What needs to be done:
Copy out each line exactly; pictures stay out of the copy.

Records to process:

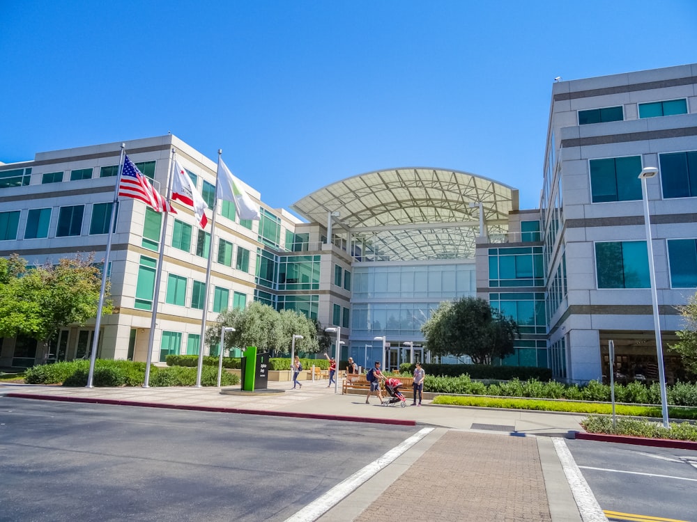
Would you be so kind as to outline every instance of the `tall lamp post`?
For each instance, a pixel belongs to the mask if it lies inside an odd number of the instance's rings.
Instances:
[[[383,363],[382,363],[382,365],[383,365],[382,371],[383,372],[385,372],[387,370],[385,368],[385,351],[388,349],[388,338],[385,335],[382,335],[381,337],[376,337],[376,338],[374,338],[374,340],[382,341],[383,342],[383,356],[381,358],[382,358],[382,361],[383,361]]]
[[[222,352],[225,351],[225,332],[236,331],[232,326],[223,326],[220,331],[220,353],[218,354],[218,388],[220,388],[220,377],[222,375]]]
[[[342,329],[340,326],[330,326],[324,329],[324,331],[329,333],[337,333],[337,344],[334,347],[334,361],[337,365],[337,369],[334,370],[334,393],[336,395],[339,393],[339,379],[337,377],[339,377],[339,343],[340,342],[339,338],[342,335]]]
[[[658,358],[658,379],[661,387],[661,410],[663,425],[668,428],[668,396],[666,393],[666,369],[663,362],[663,342],[661,340],[661,322],[659,318],[658,292],[656,289],[656,267],[654,264],[653,243],[651,239],[651,222],[649,219],[649,196],[646,191],[646,180],[658,174],[656,167],[644,167],[639,174],[641,180],[641,196],[644,200],[644,224],[646,227],[646,247],[649,255],[649,280],[651,282],[651,301],[653,304],[654,330],[656,333],[656,356]]]

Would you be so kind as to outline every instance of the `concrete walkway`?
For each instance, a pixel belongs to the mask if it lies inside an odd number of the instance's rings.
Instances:
[[[378,406],[374,397],[368,405],[365,395],[335,394],[326,381],[304,381],[297,390],[291,389],[292,383],[287,382],[272,382],[269,387],[284,391],[242,395],[222,393],[218,388],[6,384],[0,386],[0,396],[431,428],[357,487],[350,490],[337,487],[339,498],[316,507],[312,512],[319,515],[299,513],[289,521],[372,522],[394,518],[395,514],[400,518],[407,515],[411,521],[440,522],[599,519],[587,515],[582,519],[585,508],[579,506],[585,504],[574,498],[553,443],[555,438],[582,431],[579,422],[583,416],[439,406],[428,402],[420,407],[386,407]],[[223,390],[234,389],[239,387]]]

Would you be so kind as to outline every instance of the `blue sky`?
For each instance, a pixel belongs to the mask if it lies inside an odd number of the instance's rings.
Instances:
[[[0,161],[166,134],[273,207],[470,172],[537,206],[551,85],[697,61],[697,1],[0,0]]]

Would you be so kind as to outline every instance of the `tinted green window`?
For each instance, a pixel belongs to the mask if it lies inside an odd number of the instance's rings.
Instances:
[[[639,118],[656,118],[687,113],[687,100],[684,99],[639,104]]]
[[[649,288],[649,258],[645,241],[595,244],[598,288]]]
[[[167,277],[167,294],[164,302],[178,306],[186,306],[186,278],[170,274]]]
[[[590,186],[594,203],[641,199],[641,157],[590,160]]]
[[[247,294],[236,292],[232,296],[232,308],[243,310],[247,306]]]
[[[235,267],[238,270],[249,273],[250,271],[250,251],[241,246],[237,247],[237,262]]]
[[[697,151],[659,155],[664,198],[697,196]]]
[[[17,239],[17,228],[20,224],[20,211],[0,212],[0,241]]]
[[[31,209],[26,216],[24,239],[35,239],[39,237],[48,237],[48,226],[50,224],[51,209]]]
[[[102,167],[99,169],[100,177],[112,177],[118,175],[118,166],[109,165],[107,167]]]
[[[70,171],[70,181],[77,181],[78,180],[90,180],[91,178],[92,178],[91,168],[79,168],[76,171]]]
[[[109,223],[112,221],[112,207],[114,203],[95,203],[92,205],[92,219],[89,223],[89,233],[108,234]],[[114,221],[116,228],[116,221]]]
[[[172,230],[172,246],[185,252],[190,251],[191,230],[191,225],[175,219]]]
[[[41,184],[60,183],[63,181],[63,172],[47,172],[41,176]]]
[[[668,256],[671,287],[697,287],[697,240],[668,239]]]
[[[199,228],[196,237],[196,255],[208,259],[210,253],[210,234]]]
[[[230,302],[230,291],[227,288],[215,287],[213,289],[213,312],[220,313],[227,310]]]
[[[25,187],[31,180],[31,168],[15,168],[0,171],[0,189]]]
[[[141,174],[149,177],[151,180],[155,179],[155,161],[141,161],[135,164],[135,166]]]
[[[138,280],[135,287],[135,307],[139,310],[153,309],[153,294],[155,292],[155,276],[157,261],[141,255],[138,267]]]
[[[191,291],[191,308],[197,310],[204,309],[206,302],[206,283],[201,281],[194,281]]]
[[[218,241],[218,262],[226,267],[232,266],[233,244],[229,241],[220,239]]]
[[[145,220],[143,223],[142,246],[148,250],[158,251],[160,235],[162,232],[162,214],[149,207],[145,208]]]
[[[56,230],[56,236],[57,237],[79,236],[82,230],[82,216],[84,214],[84,205],[61,207],[61,211],[58,215],[58,229]]]
[[[579,111],[579,125],[585,125],[588,123],[604,123],[609,121],[622,121],[624,119],[624,113],[621,106]]]
[[[342,307],[339,305],[333,306],[332,313],[332,324],[335,326],[342,326]]]

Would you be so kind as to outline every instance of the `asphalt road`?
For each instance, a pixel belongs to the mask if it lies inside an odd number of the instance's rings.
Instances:
[[[566,443],[602,509],[641,515],[645,522],[697,522],[697,451],[583,440]]]
[[[0,521],[283,521],[417,431],[0,397]]]

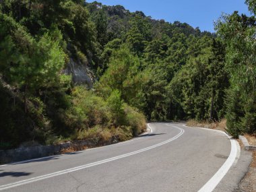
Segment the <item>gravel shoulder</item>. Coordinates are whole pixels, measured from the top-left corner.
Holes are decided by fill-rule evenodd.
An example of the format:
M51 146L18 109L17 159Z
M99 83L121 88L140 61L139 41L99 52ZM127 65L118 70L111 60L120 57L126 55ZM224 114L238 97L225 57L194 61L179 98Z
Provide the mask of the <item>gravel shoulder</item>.
M239 143L243 148L242 142L240 141ZM253 160L250 164L249 170L234 192L256 192L256 152L251 152L251 154Z

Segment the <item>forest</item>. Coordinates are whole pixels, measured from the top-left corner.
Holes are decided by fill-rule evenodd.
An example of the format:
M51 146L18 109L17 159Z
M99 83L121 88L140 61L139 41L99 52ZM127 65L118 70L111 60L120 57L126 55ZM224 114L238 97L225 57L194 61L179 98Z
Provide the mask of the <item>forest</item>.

Output:
Would you be so kind as to outline every instance of the `tall lamp post`?
For each instance, a pixel belongs to the mask if it lies inside an odd number of the instance's rings.
Instances:
[[[383,363],[382,363],[382,365],[383,365],[382,371],[383,372],[385,372],[387,370],[385,368],[385,351],[388,349],[388,338],[385,335],[382,335],[381,337],[376,337],[376,338],[374,338],[374,340],[382,341],[383,342],[383,356],[381,358],[382,358],[382,361],[383,361]]]
[[[222,352],[225,351],[225,332],[236,331],[232,326],[223,326],[220,331],[220,353],[218,354],[218,388],[220,388],[220,377],[222,375]]]
[[[342,329],[340,326],[330,326],[324,329],[324,331],[329,333],[337,333],[337,344],[334,347],[334,361],[337,365],[337,369],[334,370],[334,393],[336,395],[339,393],[339,379],[337,377],[339,377],[339,343],[340,342],[339,338],[342,335]]]
[[[658,358],[658,379],[661,387],[661,410],[663,425],[668,428],[668,396],[666,393],[666,369],[663,362],[663,342],[661,340],[661,322],[659,318],[658,292],[656,289],[656,267],[654,264],[653,243],[651,239],[651,222],[649,219],[649,196],[646,191],[646,180],[658,174],[656,167],[644,167],[639,174],[641,180],[641,196],[644,200],[644,224],[646,227],[646,247],[649,255],[649,280],[651,282],[651,301],[653,304],[654,330],[656,333],[656,356]]]

Would you be so kind as to outline every instance of the `concrete walkway`?
For each instance, a pixel belongs to the mask if it lies inside an odd number of the instance's rings.
Instances:
[[[378,406],[374,397],[368,405],[365,395],[335,394],[326,381],[304,381],[297,390],[291,389],[292,383],[287,382],[272,382],[269,387],[284,391],[242,395],[222,393],[218,388],[6,384],[0,386],[0,396],[431,428],[357,487],[350,490],[337,487],[339,498],[316,507],[312,512],[319,515],[299,513],[289,521],[372,522],[394,518],[395,514],[400,518],[407,515],[411,521],[440,522],[599,519],[587,515],[582,519],[585,508],[579,506],[585,504],[574,498],[553,443],[555,438],[582,431],[579,422],[583,416],[439,406],[428,402],[420,407],[386,407]],[[223,390],[234,389],[239,387]]]

Would you be so kind as to outline every instance of the `blue sky`?
For each instance, a pixel belongs to the mask if it lies inside an odd number of the instance's rings.
Instances:
[[[0,161],[166,134],[273,207],[470,172],[537,206],[551,85],[697,61],[697,1],[0,0]]]

Would you be so kind as to outline every instance of the `tinted green window`?
For each instance, a pixel belongs to the mask if it lies inside an odd number of the instance's rings.
Instances:
[[[639,118],[656,118],[687,113],[687,100],[684,99],[639,104]]]
[[[649,288],[649,258],[645,241],[595,244],[598,288]]]
[[[167,277],[167,294],[164,302],[178,306],[186,306],[186,278],[170,274]]]
[[[590,186],[594,203],[641,199],[641,157],[590,160]]]
[[[247,294],[236,292],[232,296],[232,308],[243,310],[247,306]]]
[[[235,267],[238,270],[249,273],[250,271],[250,251],[241,246],[237,247],[237,262]]]
[[[697,151],[659,155],[664,198],[697,196]]]
[[[17,239],[17,228],[20,224],[20,211],[0,212],[0,241]]]
[[[31,209],[26,216],[24,239],[35,239],[39,237],[48,237],[48,226],[50,224],[51,209]]]
[[[102,167],[99,169],[100,177],[112,177],[118,175],[118,166],[109,165],[107,167]]]
[[[70,171],[70,181],[77,181],[78,180],[90,180],[91,178],[92,178],[91,168],[79,168],[76,171]]]
[[[109,223],[112,221],[112,207],[114,203],[95,203],[92,205],[92,219],[89,223],[89,233],[108,234]],[[114,221],[116,228],[116,221]]]
[[[172,230],[172,246],[185,252],[190,251],[191,230],[191,225],[175,219]]]
[[[41,184],[60,183],[63,181],[63,172],[47,172],[41,176]]]
[[[668,256],[671,287],[697,287],[697,240],[668,239]]]
[[[199,228],[196,237],[196,255],[208,259],[210,253],[210,234]]]
[[[230,302],[230,291],[227,288],[215,287],[213,289],[213,312],[220,313],[227,310]]]
[[[25,187],[31,180],[31,168],[15,168],[0,171],[0,189]]]
[[[141,174],[149,177],[151,180],[155,179],[155,161],[141,161],[135,164],[135,166]]]
[[[138,280],[135,287],[135,307],[139,310],[153,309],[153,294],[155,292],[155,276],[157,261],[141,255],[138,267]]]
[[[191,291],[191,308],[197,310],[204,309],[206,302],[206,283],[201,281],[194,281]]]
[[[218,241],[218,262],[226,267],[232,266],[233,244],[229,241],[220,239]]]
[[[145,220],[143,223],[142,246],[148,250],[158,251],[160,235],[162,232],[162,214],[149,207],[145,208]]]
[[[56,230],[56,236],[57,237],[79,236],[82,230],[82,216],[84,214],[84,205],[61,207],[61,211],[58,215],[58,229]]]
[[[579,111],[579,125],[585,125],[588,123],[604,123],[609,121],[622,121],[624,119],[624,113],[621,106]]]
[[[342,307],[339,305],[333,306],[332,313],[332,324],[335,326],[342,326]]]

Would you be so kind as to outline every instance of the `asphalt road`?
For each instance, a pixel belongs to the mask if it lies inside an odd number of the instance's rings.
Instances:
[[[566,443],[602,509],[641,515],[645,522],[697,522],[697,451],[583,440]]]
[[[0,521],[283,521],[417,431],[0,397]]]

Segment the <item>gravel shoulder</item>. Coordinates are whole pixels, measured from the top-left corner.
Holes are decided by fill-rule evenodd.
An example of the format:
M51 146L18 109L17 159Z
M99 83L121 88L140 61L139 41L99 52ZM127 65L118 70L111 60L120 57L126 55ZM224 114L238 97L225 57L194 61L179 98Z
Provide the mask of the <item>gravel shoulder</item>.
M239 143L243 148L242 142L240 141ZM253 160L250 164L249 170L234 192L256 192L256 152L251 152L251 154Z

Segment the <item>forest</item>. Coordinates are whole pixels, measured from the top-left corner.
Holes are decided by fill-rule evenodd.
An example of the format:
M51 146L18 109L17 159Z
M99 83L121 88L140 61L139 41L99 52ZM127 65L118 70L111 60L120 57L126 55ZM224 114L238 97L225 57L194 61L179 98Z
Provide the mask of the <item>forest</item>.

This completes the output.